┏━━
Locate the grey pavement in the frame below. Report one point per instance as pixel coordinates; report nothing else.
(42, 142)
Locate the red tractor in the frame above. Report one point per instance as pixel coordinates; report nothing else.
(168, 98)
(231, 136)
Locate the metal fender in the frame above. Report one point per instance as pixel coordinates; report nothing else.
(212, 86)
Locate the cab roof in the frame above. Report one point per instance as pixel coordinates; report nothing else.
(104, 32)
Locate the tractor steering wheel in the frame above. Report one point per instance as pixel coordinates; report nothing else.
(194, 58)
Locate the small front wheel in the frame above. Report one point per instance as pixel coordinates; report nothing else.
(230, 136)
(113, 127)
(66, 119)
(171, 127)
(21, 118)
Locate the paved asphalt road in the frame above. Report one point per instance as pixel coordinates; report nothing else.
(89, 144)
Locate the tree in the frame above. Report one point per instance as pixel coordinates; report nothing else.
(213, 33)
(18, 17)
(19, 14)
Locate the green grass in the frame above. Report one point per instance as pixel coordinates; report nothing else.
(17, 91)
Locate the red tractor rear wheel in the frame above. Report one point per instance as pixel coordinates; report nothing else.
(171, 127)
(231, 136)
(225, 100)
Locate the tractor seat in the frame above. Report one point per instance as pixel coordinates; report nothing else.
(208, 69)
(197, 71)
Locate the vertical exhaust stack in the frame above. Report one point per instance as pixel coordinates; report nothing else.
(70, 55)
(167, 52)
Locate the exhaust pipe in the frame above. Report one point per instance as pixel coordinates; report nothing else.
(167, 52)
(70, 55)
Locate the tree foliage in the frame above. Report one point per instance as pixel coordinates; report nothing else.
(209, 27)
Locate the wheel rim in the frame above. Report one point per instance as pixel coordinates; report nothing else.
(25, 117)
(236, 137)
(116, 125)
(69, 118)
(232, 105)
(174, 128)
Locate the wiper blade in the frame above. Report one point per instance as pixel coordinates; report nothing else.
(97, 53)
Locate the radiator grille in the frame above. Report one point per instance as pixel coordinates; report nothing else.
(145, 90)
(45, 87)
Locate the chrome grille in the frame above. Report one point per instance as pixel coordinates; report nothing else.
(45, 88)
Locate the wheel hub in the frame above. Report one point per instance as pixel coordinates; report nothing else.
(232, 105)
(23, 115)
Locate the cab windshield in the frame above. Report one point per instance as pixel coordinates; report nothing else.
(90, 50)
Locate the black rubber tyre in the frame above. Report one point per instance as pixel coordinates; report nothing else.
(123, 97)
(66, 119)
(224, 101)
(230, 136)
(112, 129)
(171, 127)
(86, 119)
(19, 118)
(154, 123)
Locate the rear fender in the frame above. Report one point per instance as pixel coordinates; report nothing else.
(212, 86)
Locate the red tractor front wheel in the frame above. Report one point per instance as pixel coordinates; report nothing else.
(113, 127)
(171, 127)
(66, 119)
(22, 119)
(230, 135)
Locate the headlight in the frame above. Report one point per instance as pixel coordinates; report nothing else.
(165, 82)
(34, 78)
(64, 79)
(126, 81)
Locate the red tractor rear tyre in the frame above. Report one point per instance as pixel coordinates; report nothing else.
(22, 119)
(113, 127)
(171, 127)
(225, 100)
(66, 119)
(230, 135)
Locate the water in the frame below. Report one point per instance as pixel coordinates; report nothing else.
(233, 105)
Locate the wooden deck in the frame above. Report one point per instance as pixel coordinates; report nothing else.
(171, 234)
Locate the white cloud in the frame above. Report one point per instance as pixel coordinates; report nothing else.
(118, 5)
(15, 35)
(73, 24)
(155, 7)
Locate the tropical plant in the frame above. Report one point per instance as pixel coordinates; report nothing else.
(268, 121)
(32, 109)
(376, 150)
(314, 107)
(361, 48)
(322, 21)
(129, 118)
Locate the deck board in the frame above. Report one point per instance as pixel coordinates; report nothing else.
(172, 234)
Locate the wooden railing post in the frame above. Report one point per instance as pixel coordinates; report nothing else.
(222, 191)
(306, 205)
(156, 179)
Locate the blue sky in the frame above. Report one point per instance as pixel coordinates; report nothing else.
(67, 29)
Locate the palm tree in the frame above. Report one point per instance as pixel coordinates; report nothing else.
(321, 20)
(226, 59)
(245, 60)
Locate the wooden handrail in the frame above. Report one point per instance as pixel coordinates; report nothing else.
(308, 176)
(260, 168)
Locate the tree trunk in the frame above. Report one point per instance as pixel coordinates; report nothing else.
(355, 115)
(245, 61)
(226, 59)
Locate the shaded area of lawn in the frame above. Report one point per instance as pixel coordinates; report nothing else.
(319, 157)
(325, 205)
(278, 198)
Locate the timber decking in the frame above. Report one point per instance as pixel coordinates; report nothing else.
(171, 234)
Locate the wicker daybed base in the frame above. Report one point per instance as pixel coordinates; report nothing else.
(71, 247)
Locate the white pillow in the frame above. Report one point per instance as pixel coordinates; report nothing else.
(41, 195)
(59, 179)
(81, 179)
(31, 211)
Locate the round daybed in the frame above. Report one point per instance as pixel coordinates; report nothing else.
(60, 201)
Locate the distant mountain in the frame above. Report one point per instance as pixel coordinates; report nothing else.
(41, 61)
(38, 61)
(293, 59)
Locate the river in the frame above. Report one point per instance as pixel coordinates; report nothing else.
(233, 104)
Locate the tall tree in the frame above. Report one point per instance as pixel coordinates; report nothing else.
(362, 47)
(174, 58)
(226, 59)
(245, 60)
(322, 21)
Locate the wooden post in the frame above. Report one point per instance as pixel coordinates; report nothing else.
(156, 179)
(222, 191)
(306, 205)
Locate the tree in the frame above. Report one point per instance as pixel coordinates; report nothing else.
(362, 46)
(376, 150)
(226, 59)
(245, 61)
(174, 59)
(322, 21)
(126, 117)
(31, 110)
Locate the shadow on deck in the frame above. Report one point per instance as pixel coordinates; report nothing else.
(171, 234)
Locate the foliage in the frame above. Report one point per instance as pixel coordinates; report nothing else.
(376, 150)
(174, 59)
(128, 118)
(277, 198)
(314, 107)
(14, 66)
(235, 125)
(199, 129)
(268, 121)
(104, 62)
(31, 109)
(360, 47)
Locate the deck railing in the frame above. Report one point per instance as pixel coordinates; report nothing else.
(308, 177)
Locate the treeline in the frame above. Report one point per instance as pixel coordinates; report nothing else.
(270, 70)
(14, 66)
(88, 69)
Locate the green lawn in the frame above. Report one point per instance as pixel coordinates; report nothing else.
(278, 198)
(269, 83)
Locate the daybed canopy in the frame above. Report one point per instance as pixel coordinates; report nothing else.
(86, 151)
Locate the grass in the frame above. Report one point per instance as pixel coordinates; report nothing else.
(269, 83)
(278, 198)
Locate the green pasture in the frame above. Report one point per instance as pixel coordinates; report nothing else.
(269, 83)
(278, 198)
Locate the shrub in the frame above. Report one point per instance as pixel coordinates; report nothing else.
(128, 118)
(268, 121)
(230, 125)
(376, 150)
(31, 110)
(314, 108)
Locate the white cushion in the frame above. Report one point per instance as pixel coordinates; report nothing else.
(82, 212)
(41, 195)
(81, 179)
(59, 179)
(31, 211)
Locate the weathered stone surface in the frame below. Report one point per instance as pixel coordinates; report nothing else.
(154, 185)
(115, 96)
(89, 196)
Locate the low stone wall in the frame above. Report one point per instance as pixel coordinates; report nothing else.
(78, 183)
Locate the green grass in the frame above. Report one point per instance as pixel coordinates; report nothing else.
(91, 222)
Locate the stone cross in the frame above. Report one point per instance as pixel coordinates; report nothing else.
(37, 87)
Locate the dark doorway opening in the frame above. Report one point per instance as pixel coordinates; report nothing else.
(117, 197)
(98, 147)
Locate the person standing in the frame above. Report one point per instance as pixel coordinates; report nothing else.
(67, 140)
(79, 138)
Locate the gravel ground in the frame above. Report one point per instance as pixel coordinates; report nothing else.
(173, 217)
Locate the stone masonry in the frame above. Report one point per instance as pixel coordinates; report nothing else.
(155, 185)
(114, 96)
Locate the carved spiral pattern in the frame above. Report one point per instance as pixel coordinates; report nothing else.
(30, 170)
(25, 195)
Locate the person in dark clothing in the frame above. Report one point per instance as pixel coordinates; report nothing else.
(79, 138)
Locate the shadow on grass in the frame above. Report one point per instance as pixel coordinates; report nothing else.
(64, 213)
┗━━
┏━━
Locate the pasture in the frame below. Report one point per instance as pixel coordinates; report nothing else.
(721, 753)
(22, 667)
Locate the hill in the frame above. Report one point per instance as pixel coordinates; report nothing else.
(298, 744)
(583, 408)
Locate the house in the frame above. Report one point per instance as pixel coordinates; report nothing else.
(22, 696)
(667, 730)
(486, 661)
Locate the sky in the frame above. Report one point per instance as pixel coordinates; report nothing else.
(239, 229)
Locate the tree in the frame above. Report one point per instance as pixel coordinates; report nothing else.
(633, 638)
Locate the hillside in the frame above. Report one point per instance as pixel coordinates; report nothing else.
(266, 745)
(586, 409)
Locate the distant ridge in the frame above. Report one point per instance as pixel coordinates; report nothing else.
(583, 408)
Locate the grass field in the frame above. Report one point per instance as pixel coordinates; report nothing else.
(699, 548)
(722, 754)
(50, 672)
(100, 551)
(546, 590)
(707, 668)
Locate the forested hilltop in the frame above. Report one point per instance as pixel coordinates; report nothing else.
┗━━
┏━━
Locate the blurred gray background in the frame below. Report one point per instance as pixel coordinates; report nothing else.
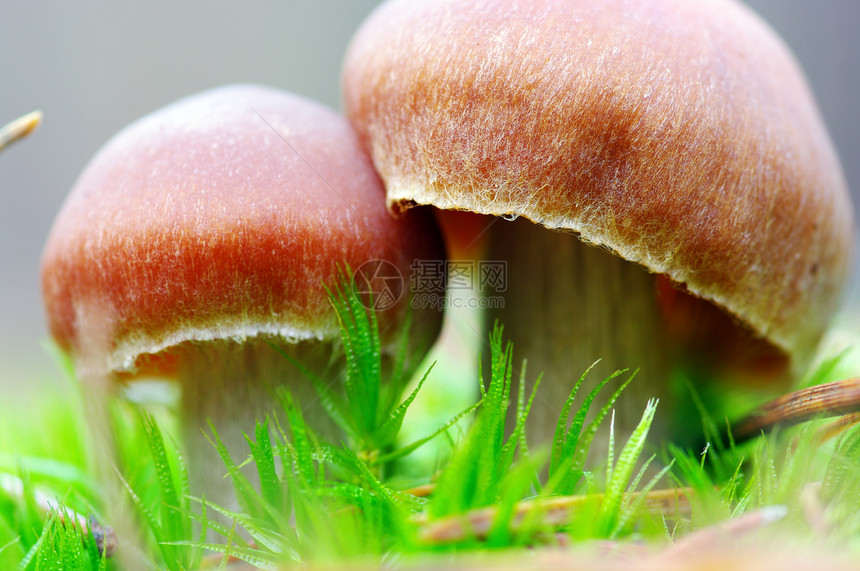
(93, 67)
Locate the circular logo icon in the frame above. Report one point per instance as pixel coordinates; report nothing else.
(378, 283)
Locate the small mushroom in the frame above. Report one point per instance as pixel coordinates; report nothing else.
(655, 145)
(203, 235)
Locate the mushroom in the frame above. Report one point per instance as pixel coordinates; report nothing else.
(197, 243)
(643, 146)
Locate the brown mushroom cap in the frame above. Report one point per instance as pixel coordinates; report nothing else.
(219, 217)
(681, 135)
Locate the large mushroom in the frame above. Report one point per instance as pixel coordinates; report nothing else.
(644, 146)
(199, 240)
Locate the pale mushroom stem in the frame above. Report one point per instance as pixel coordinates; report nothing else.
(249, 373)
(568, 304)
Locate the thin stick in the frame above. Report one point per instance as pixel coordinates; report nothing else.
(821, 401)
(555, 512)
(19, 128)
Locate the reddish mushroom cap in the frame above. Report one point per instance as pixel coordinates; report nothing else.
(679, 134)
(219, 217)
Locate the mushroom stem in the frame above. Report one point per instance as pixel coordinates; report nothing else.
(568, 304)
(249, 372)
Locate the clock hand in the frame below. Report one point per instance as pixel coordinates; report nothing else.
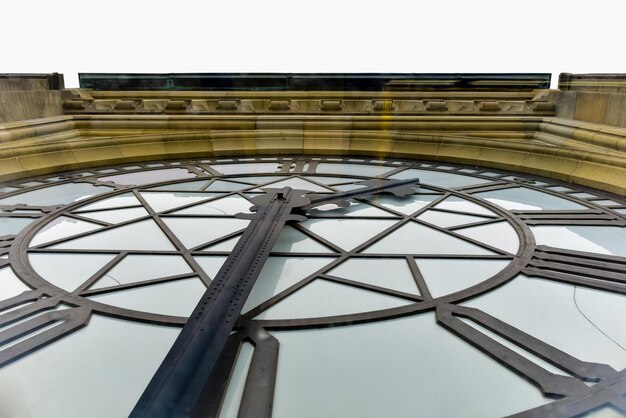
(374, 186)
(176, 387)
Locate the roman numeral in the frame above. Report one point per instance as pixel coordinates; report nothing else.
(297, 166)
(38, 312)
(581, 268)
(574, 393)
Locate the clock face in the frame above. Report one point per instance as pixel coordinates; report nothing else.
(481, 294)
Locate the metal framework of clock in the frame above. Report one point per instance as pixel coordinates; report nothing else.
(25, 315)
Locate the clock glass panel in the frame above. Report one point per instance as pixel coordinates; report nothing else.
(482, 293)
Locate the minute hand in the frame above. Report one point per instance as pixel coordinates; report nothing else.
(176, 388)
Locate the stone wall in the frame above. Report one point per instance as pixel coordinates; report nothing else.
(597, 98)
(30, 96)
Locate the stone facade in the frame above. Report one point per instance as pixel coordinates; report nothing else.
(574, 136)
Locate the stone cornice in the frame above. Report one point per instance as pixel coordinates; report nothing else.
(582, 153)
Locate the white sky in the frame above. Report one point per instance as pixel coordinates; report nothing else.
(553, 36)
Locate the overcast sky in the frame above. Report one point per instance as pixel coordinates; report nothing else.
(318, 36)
┗━━
▶ [What to produce]: Report every line of the data above that contains the string "rear" and copy each such line in full. Case counts, so match only lines where the string appears with exactly that capitalization.

▶ [Task result]:
Locate the red tractor rear wheel in the frame above. Report one point per instance as pixel coordinates; report nothing else.
Locate the rear fender in the frame above. Report one point per instance as pixel coordinates; report nothing else.
Locate the red tractor rear tyre in the frame above. Report one point per instance as pixel coordinates; report nothing else.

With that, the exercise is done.